## start Extracted material

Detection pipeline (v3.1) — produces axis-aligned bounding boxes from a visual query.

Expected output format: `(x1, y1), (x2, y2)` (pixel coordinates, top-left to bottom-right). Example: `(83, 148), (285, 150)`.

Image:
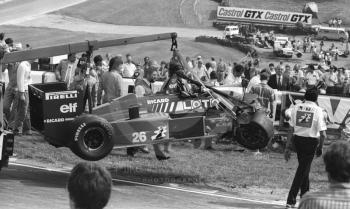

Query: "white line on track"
(9, 162), (284, 206)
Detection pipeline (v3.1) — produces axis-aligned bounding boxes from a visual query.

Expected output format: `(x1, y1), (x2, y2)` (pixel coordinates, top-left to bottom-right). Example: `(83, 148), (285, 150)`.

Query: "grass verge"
(0, 26), (244, 63)
(55, 0), (184, 26)
(15, 135), (327, 200)
(230, 0), (350, 26)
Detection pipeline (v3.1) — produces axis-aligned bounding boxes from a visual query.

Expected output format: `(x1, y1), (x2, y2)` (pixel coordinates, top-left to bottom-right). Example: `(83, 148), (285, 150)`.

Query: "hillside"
(0, 26), (244, 62)
(229, 0), (350, 26)
(55, 0), (350, 28)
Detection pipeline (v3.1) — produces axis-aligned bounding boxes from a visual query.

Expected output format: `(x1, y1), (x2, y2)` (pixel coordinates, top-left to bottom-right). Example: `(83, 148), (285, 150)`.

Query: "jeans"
(4, 86), (17, 124)
(287, 136), (319, 205)
(13, 91), (31, 133)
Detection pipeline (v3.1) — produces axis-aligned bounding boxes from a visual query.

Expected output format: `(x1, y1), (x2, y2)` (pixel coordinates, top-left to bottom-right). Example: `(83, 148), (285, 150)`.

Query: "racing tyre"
(236, 112), (273, 150)
(69, 114), (114, 161)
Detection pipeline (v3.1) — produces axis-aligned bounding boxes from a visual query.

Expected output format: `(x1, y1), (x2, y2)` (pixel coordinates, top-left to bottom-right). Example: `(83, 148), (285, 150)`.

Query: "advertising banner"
(217, 6), (312, 25)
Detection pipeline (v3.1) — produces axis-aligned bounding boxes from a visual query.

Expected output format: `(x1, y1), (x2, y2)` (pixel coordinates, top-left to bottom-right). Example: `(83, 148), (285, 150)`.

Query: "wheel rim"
(83, 127), (105, 151)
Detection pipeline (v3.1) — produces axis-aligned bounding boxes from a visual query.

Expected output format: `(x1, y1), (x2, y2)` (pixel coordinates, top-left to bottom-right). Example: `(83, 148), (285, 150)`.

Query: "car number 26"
(132, 131), (147, 143)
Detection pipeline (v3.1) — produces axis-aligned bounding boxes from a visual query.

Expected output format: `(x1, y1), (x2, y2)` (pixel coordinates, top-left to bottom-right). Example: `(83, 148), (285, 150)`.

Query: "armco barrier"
(195, 36), (258, 56)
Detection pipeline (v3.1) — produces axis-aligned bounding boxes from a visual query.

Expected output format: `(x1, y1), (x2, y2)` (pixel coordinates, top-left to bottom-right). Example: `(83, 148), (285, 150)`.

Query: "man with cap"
(284, 88), (327, 208)
(13, 50), (31, 135)
(122, 54), (136, 78)
(128, 67), (170, 160)
(100, 57), (123, 103)
(192, 59), (210, 81)
(249, 71), (276, 118)
(55, 53), (78, 90)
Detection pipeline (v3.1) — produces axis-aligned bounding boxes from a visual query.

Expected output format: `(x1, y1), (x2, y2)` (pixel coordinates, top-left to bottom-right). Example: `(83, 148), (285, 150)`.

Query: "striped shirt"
(298, 183), (350, 209)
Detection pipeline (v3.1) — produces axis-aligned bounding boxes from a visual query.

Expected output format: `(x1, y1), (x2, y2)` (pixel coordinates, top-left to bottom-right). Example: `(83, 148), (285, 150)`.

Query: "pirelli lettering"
(45, 91), (78, 100)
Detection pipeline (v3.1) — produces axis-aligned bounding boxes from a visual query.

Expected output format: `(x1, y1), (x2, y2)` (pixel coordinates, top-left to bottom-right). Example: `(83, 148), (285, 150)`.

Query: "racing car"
(29, 76), (273, 161)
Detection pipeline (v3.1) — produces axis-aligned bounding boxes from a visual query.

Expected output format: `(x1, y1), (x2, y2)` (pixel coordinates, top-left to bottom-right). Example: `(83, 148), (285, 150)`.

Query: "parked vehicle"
(224, 25), (239, 38)
(314, 26), (349, 42)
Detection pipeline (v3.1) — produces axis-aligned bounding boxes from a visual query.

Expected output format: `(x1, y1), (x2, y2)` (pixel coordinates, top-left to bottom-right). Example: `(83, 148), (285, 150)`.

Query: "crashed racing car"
(0, 34), (273, 161)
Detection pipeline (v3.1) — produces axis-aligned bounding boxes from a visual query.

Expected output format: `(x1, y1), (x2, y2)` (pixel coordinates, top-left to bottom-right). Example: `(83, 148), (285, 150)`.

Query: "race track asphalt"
(0, 165), (282, 209)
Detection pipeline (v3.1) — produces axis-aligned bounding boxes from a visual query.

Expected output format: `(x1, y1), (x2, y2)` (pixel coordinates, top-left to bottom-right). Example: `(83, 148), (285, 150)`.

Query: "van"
(314, 26), (349, 42)
(224, 25), (239, 38)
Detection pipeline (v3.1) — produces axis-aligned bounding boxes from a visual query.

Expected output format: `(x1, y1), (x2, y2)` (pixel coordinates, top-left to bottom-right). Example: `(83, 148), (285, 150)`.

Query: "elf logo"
(60, 103), (78, 113)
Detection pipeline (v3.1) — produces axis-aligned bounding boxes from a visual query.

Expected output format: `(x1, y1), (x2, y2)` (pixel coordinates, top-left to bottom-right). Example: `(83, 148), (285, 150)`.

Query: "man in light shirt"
(100, 57), (123, 103)
(122, 54), (136, 78)
(285, 87), (327, 208)
(247, 68), (261, 92)
(55, 53), (78, 90)
(14, 61), (31, 135)
(305, 65), (320, 88)
(321, 66), (338, 95)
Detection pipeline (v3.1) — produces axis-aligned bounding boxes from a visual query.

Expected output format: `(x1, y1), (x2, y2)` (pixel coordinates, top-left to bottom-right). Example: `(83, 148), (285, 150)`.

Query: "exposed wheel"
(69, 114), (114, 161)
(236, 112), (273, 150)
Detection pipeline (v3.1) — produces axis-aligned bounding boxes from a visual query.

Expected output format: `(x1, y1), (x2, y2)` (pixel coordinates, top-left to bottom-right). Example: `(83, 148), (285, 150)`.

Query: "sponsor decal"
(217, 6), (312, 24)
(44, 118), (65, 123)
(60, 102), (78, 113)
(147, 99), (219, 112)
(74, 123), (86, 141)
(44, 118), (74, 123)
(45, 91), (78, 100)
(147, 98), (169, 105)
(184, 99), (219, 110)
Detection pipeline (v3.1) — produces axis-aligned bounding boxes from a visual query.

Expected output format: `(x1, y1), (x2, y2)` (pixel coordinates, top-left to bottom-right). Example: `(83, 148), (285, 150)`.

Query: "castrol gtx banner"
(217, 6), (312, 25)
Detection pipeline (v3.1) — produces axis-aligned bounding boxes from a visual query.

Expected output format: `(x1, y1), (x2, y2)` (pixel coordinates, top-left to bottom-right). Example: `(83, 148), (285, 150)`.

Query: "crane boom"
(1, 33), (176, 64)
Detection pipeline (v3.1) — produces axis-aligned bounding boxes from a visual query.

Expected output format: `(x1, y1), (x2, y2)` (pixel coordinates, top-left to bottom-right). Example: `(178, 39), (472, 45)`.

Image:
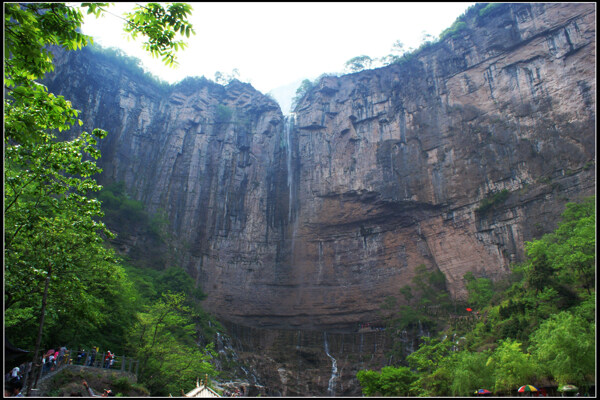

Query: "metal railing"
(22, 351), (139, 390)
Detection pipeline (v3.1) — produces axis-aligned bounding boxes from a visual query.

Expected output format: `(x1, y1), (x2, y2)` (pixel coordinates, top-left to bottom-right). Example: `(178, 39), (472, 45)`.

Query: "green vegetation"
(357, 197), (596, 396)
(479, 3), (502, 17)
(215, 68), (240, 86)
(346, 55), (373, 72)
(82, 44), (170, 91)
(440, 20), (467, 40)
(4, 3), (223, 395)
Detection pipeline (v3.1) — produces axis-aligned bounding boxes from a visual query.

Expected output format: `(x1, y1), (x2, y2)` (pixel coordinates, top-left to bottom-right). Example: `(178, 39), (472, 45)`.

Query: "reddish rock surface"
(47, 3), (596, 331)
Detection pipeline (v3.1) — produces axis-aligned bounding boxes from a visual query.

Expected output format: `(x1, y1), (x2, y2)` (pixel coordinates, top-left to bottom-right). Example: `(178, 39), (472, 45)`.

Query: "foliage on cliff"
(4, 3), (223, 394)
(357, 197), (596, 396)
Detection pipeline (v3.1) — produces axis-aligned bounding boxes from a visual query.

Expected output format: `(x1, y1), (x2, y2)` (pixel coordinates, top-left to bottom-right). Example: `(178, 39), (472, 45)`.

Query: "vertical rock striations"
(47, 3), (596, 332)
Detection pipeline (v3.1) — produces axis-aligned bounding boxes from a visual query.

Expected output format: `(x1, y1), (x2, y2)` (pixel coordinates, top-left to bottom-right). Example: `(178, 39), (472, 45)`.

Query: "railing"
(23, 351), (139, 389)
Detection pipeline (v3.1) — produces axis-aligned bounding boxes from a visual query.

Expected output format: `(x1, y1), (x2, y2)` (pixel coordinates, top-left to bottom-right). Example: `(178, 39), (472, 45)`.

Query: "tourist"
(104, 350), (111, 368)
(89, 347), (98, 367)
(5, 381), (24, 397)
(10, 367), (21, 381)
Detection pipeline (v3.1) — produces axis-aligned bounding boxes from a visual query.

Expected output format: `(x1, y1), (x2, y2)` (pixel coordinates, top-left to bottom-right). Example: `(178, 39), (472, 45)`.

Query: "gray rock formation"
(47, 3), (596, 331)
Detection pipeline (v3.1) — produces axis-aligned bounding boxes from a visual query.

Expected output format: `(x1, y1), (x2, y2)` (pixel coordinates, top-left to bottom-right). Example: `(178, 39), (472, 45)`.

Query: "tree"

## end Extracted material

Report every line of the material above that contains the word "racing". Case counts.

Query: "racing tyre"
Query: "racing car"
Query: "crashed racing car"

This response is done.